What to do :: Could you return every one of the records below word for word, with nothing changed?
====== Information provided
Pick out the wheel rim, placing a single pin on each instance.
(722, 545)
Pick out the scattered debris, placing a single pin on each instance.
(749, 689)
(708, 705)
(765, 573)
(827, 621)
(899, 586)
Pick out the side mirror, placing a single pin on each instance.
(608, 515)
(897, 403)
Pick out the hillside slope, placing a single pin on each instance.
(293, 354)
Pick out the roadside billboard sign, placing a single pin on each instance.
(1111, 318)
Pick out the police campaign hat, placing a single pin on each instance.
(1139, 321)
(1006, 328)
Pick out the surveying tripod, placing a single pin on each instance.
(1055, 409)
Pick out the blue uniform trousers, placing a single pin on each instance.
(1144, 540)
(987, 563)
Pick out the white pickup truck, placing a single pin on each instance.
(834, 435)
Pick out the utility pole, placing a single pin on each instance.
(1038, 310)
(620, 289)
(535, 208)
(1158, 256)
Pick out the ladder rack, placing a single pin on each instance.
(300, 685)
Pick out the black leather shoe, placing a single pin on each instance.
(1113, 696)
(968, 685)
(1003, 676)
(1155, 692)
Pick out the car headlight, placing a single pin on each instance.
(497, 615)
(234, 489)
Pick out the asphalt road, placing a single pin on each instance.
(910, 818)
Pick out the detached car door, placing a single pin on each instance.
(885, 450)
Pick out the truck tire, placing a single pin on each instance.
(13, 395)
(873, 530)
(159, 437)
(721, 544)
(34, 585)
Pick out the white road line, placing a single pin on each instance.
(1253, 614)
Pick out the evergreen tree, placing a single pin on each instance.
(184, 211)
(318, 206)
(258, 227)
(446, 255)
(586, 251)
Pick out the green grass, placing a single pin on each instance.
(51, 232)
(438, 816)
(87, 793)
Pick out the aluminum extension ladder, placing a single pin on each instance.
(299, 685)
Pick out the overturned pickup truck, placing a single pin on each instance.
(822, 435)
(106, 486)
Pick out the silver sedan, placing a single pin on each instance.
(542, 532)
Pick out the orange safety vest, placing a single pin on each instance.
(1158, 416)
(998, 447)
============
Task answer ::
Pick out the wheel rim, placing a single pin on each instance.
(722, 545)
Pick out the scattered debris, placing a single pin on each instance.
(749, 689)
(708, 705)
(765, 573)
(827, 621)
(899, 586)
Pick out the side mirror, placing a single pin on each instance.
(608, 515)
(897, 403)
Pick out the hillside slope, placing a single pin on each instance.
(293, 354)
Pick out the roadside billboard sign, placing a single pin on each instance.
(1111, 318)
Pick out the police campaign hat, placing a single pin on each instance.
(1139, 321)
(1006, 328)
Pick out the surveying tripod, placing a single pin on each instance.
(1055, 409)
Pick out the blue uniform trousers, placing a single pin on each instance.
(1144, 540)
(987, 563)
Pick out the white pickup truck, placing a single pin on each instance.
(834, 435)
Pick out the utility pole, placing a single pin on each instance.
(1038, 310)
(620, 289)
(535, 208)
(1158, 256)
Pick out the ladder rack, placing a single pin on each instance.
(300, 685)
Pick out the black leather shoe, placing a single pin on each instance.
(1113, 696)
(968, 685)
(1003, 676)
(1155, 692)
Pick out the car headlight, placing a single pin on each instance.
(497, 615)
(234, 489)
Pick out the asphalt road, placing a single pin on each instance.
(910, 818)
Pick out the detached car door, placing a single pin on each instance.
(885, 450)
Pick out the truck tire, placing a single pin on each instance.
(13, 395)
(873, 530)
(159, 437)
(721, 544)
(34, 585)
Pick out the white road line, placing a single pin on each instance.
(1253, 614)
Pick out the evergreen tree, placing a single pin on each instance.
(184, 211)
(318, 206)
(258, 227)
(446, 255)
(586, 251)
Pick out the green grass, placing a single pin on each instance.
(51, 232)
(438, 816)
(87, 793)
Pick out the aluminum extension ladder, placing a single pin on each instance.
(299, 685)
Pick out the overturned pickup truck, placing a single pin on each instance.
(822, 435)
(106, 486)
Pick out the silver sedan, placing a single pin on each instance.
(542, 532)
Pick out the orange safety vest, placing a single pin on each instance.
(1158, 416)
(998, 447)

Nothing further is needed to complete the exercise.